• [Task directions] Gather every line of the material below that contains the word "blue".

__________________________________________________

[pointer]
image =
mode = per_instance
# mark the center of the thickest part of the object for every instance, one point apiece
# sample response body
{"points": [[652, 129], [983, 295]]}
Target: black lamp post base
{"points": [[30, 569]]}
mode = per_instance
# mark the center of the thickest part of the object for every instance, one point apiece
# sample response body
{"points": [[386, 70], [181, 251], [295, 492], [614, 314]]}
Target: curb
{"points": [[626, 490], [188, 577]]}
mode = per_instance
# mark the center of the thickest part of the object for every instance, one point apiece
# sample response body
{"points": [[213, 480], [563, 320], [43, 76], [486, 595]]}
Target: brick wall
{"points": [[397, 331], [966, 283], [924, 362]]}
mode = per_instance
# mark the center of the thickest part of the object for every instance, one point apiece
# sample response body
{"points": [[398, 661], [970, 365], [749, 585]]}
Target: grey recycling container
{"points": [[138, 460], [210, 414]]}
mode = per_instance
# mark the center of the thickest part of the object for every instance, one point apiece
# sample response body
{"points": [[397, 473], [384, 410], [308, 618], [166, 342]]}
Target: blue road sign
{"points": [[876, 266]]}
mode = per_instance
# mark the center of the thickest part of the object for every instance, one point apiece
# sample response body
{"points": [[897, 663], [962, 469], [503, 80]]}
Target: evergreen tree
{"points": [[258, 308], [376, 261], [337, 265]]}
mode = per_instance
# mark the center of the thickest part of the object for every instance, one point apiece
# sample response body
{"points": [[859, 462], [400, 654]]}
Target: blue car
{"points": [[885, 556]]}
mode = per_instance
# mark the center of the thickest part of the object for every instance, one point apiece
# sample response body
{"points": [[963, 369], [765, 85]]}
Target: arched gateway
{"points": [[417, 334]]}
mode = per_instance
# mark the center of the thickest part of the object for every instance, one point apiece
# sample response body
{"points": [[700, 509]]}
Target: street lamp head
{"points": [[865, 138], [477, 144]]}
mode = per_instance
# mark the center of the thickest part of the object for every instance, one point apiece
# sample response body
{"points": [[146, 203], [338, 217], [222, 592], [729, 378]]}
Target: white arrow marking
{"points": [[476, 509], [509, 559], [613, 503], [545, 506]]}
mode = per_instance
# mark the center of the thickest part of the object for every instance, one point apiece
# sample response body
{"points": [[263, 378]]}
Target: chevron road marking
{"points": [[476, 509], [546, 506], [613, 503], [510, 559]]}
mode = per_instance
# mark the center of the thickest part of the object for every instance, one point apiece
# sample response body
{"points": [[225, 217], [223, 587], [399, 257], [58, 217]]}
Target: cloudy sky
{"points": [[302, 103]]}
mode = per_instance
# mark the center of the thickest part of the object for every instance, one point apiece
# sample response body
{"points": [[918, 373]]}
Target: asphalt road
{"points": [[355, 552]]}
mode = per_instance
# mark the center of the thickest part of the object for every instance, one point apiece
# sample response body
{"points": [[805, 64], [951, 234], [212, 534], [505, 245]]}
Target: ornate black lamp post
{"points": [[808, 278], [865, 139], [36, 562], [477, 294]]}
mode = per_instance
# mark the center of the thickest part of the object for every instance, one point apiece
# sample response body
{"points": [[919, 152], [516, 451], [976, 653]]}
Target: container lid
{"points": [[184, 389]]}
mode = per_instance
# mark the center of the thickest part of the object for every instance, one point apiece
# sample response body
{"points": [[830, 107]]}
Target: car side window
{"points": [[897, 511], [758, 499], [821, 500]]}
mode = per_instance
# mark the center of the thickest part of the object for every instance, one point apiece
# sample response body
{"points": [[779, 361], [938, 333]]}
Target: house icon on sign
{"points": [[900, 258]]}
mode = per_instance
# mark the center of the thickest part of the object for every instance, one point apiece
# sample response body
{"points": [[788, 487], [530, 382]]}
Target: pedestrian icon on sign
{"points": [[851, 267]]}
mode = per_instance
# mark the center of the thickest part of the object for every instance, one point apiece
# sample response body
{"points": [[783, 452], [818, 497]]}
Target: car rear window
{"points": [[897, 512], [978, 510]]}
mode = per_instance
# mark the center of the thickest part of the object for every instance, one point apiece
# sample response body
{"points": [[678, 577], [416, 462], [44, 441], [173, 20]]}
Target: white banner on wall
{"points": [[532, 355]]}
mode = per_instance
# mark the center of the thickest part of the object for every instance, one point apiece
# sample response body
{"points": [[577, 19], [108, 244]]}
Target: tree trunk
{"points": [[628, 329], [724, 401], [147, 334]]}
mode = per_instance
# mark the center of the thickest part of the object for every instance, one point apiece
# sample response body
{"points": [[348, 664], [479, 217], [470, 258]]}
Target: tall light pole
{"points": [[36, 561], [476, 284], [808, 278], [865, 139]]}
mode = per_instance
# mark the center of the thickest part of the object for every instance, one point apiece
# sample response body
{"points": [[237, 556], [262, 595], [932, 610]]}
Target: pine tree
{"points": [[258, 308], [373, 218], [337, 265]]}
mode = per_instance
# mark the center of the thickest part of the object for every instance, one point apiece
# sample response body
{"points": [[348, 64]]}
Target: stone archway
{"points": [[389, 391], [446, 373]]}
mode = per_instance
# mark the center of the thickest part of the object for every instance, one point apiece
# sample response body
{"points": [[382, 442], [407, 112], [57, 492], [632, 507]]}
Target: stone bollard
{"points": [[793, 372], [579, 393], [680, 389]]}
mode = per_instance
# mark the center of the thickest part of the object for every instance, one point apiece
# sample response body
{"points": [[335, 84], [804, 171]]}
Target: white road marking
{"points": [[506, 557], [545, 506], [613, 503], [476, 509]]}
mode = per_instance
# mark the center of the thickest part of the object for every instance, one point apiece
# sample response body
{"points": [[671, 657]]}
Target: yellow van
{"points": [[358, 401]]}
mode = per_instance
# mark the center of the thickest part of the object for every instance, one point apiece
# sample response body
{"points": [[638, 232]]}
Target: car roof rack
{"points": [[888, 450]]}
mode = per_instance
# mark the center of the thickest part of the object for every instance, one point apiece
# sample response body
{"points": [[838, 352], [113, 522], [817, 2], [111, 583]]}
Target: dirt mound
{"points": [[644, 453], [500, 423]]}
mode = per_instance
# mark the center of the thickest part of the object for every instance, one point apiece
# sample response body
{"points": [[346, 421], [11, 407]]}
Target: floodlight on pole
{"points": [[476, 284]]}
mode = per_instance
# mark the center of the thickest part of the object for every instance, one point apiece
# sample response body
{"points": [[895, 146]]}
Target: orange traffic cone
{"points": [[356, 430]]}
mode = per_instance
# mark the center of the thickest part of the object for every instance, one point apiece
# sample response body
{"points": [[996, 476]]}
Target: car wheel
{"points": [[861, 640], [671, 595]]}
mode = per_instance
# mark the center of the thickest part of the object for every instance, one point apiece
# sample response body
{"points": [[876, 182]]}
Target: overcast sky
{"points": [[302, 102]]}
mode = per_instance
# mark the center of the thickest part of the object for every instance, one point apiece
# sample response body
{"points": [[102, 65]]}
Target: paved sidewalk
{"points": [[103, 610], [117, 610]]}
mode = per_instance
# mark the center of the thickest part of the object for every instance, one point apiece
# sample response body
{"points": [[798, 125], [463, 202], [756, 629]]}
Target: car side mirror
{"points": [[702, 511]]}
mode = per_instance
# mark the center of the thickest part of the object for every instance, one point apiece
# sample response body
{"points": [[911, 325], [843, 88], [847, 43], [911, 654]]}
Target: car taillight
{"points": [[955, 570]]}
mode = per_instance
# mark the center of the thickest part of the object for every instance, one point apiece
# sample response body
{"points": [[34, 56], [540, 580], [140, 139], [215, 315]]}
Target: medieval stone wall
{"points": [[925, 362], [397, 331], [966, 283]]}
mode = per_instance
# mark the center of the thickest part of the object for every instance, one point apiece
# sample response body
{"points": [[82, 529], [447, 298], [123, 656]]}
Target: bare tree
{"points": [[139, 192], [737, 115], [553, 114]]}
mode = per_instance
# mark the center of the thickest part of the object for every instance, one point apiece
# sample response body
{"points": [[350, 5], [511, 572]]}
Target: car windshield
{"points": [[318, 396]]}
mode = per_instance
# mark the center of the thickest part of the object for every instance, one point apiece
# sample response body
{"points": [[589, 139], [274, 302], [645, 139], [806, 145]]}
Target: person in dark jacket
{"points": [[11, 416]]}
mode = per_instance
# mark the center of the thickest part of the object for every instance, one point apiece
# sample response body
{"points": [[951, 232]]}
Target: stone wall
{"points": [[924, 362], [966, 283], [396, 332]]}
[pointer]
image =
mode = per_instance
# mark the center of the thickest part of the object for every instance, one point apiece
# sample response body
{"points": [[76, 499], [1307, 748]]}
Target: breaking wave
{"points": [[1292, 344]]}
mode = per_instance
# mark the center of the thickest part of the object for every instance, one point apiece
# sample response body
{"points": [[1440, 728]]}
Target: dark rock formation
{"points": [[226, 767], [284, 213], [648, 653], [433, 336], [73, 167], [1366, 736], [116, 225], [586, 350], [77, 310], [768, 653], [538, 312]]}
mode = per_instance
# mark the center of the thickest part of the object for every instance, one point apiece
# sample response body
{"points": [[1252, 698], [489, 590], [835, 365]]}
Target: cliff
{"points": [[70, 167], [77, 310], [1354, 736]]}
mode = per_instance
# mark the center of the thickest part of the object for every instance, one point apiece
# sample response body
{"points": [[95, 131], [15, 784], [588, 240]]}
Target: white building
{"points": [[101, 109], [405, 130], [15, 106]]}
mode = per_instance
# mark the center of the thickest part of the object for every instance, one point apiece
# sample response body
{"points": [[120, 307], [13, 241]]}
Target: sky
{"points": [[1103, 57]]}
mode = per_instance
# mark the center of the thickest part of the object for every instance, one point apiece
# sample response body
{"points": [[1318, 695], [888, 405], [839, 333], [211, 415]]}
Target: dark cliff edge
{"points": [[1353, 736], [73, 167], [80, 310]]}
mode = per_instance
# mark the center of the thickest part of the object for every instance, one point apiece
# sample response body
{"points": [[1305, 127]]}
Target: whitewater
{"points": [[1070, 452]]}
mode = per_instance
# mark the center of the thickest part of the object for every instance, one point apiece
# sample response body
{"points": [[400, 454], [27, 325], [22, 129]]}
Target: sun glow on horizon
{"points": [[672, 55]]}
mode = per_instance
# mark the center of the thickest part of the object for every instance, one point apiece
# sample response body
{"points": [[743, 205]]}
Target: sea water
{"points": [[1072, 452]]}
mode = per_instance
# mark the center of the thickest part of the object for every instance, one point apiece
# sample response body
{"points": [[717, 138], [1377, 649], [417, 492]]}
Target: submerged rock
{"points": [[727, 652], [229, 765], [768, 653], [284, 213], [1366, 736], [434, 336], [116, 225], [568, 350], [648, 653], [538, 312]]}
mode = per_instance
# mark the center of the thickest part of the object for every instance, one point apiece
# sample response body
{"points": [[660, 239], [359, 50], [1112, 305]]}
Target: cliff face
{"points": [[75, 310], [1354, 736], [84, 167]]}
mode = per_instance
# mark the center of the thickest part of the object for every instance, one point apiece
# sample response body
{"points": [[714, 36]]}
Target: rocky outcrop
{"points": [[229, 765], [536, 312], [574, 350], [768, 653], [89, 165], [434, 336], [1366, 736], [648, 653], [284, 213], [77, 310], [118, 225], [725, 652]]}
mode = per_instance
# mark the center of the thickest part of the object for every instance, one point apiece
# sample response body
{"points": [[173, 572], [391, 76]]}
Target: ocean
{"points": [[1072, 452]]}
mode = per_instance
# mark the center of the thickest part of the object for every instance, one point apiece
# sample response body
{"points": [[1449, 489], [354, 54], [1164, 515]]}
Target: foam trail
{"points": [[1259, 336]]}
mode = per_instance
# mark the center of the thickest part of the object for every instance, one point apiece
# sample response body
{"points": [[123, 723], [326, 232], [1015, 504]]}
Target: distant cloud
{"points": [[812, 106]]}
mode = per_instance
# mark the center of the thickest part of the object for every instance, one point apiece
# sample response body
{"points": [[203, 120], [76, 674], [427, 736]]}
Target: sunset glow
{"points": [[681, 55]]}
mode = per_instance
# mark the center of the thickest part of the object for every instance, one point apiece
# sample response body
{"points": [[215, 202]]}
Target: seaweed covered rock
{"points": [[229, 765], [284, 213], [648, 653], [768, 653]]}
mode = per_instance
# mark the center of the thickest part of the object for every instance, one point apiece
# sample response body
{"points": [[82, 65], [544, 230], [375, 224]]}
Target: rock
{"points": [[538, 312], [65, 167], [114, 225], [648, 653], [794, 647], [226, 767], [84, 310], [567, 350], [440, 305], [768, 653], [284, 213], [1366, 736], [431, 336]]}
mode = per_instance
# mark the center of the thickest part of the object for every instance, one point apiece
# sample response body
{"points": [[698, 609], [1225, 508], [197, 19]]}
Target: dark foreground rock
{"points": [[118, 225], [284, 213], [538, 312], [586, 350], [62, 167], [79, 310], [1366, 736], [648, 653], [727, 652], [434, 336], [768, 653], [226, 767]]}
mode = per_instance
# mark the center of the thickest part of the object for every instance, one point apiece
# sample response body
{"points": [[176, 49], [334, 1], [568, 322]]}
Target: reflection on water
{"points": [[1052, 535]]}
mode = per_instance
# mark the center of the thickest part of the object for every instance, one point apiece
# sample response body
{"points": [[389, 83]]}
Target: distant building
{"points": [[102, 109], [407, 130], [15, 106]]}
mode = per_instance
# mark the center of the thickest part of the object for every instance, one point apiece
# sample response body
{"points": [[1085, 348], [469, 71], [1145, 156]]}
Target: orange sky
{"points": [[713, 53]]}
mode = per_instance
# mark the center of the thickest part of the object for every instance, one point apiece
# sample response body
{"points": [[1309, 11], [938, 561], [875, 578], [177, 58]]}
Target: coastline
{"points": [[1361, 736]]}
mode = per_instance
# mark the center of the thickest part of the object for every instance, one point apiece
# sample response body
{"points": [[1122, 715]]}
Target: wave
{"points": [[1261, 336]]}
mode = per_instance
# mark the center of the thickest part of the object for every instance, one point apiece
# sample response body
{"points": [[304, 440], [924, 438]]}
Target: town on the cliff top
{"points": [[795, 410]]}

__________________________________________________

• [Written reply]
Target: blue road sign
Target: blue car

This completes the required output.